Wednesday, June 16, 2010

W1/Meal 1: Spinach & Garlic Scapes Pasta

Those garlic scapes were so crazy-looking that I felt compelled to tackle them first. The more of my fresh produce I can incorporate into one meal, the better, so I was happy to find this recipe:



Spinach & Garlic Scapes Pasta


Ingredients
:
2 cups spinach, rinsed & dried

1/2 cup chopped garlic scape

1/4 cup grated parmesan cheese

1/4 cup olive oil

2 tablespoons butter

Salt

Fresh ground pepper

1 lb pasta, of your choice


Directions
:
1] Place spinach, garlic scapes and parmesan in a food processor and pulse until mixture is chunky.

2] With machine running, pour in olive oil.

3] Process until mixture is smooth.

4] Add butter& seasonings to taste.

5] Meanwhile, cook pasta as directed on package until al dente.

6] If the sauce is too thick, add a little pasta water and mix well.

7] Drain pasta, place in serving dishes and top with sauce.


Serves four
.

***


I halved the recipe and used gluten-free rotini, omitted the butter, and added an extra handful or two of spinach. I also added cherry tomatoes to brighten the earthy flavor and some cannellini beans for sneaky protein. Then I topped it off with some grated pecorino romano, which I'm pretty sure I could eat a bowl of on the side.


Perfection.

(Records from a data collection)
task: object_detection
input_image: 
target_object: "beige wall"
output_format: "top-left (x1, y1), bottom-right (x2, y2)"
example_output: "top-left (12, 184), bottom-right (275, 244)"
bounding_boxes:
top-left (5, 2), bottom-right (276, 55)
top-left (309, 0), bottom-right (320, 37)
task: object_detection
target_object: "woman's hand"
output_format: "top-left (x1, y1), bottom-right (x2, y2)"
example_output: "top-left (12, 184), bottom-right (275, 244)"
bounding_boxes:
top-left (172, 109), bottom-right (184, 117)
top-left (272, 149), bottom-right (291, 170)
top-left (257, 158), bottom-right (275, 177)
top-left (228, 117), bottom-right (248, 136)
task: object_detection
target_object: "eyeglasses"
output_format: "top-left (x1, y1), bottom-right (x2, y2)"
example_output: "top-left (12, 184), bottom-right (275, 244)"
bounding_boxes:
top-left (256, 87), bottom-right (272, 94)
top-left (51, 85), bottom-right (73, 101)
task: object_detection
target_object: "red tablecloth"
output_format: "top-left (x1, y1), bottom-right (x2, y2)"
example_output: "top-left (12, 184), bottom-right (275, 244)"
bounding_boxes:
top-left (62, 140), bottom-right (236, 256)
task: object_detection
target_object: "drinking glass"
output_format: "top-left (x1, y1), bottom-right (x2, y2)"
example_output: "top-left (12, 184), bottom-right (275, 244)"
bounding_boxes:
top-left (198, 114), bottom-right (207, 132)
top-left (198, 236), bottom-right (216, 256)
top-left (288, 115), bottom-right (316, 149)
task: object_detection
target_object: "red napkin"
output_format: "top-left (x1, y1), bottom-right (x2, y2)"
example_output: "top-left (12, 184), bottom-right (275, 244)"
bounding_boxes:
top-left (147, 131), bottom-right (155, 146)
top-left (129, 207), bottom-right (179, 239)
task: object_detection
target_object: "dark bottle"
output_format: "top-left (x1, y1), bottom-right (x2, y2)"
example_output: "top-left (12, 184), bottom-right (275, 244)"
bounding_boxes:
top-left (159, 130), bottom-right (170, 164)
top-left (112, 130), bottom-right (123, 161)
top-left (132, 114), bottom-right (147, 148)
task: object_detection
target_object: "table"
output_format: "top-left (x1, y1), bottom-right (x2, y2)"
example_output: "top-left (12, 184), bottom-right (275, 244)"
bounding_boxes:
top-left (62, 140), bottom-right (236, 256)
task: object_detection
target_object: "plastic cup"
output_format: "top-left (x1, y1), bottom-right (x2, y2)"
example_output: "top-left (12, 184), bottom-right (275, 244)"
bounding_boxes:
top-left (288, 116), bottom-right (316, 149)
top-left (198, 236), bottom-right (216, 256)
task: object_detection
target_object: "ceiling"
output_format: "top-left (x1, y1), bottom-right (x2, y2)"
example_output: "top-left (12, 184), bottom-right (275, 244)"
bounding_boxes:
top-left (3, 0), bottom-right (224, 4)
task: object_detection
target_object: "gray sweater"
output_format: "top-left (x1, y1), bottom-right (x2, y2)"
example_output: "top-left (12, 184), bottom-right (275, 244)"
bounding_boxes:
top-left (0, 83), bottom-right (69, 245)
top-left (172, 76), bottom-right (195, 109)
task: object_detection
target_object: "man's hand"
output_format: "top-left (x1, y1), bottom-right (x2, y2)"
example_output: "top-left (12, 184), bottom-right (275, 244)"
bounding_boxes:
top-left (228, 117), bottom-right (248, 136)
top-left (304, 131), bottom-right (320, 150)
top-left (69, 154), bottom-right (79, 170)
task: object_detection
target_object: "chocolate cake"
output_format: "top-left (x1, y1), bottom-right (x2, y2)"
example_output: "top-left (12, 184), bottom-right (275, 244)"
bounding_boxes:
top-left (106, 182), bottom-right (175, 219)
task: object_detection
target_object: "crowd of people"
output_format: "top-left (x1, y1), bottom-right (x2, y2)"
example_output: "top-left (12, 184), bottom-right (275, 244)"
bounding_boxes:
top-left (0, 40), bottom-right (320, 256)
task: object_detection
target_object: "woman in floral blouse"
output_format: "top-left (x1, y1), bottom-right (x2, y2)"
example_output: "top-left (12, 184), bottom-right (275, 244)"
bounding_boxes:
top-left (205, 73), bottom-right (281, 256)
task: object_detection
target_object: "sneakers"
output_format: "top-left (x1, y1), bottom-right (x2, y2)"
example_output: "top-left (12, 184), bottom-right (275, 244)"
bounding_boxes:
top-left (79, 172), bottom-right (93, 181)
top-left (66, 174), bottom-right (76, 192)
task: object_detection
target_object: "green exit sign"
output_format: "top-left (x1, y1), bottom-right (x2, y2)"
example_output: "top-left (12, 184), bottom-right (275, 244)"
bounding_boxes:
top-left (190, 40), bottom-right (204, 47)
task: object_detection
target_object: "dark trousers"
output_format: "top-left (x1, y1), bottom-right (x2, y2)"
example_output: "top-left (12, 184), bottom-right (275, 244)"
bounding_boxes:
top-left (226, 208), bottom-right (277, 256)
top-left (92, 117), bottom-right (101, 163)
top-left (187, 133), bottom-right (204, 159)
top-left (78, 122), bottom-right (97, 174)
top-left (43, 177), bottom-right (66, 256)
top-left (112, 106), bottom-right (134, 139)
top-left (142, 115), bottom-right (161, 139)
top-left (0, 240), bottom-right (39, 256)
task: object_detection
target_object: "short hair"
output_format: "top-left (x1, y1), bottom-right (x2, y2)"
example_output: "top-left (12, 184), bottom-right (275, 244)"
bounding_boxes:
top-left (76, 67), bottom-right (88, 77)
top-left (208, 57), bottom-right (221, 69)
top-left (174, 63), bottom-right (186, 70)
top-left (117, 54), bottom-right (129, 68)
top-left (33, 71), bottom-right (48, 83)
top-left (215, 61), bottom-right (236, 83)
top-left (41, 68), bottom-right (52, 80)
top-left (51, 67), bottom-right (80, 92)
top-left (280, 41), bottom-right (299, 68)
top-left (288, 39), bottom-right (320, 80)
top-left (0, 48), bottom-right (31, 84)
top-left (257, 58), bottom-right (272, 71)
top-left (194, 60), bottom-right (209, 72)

### [PROBLEM SET]
#1 List every ingredient in the Ingredients list of the garlic scapes pasta post, as each one is written there.
#2 Copy word for word the part of the garlic scapes pasta post that begins at the words "1 lb pasta, of" and stops after "mixture is smooth.".

### [SOLUTIONS PER TASK]
#1
2 cups spinach, rinsed & dried
1/2 cup chopped garlic scape
1/4 cup grated parmesan cheese
1/4 cup olive oil
2 tablespoons butter
Salt
Fresh ground pepper
1 lb pasta, of your choice

#2
1 lb pasta, of your choice


Directions
:
1] Place spinach, garlic scapes and parmesan in a food processor and pulse until mixture is chunky.

2] With machine running, pour in olive oil.

3] Process until mixture is smooth.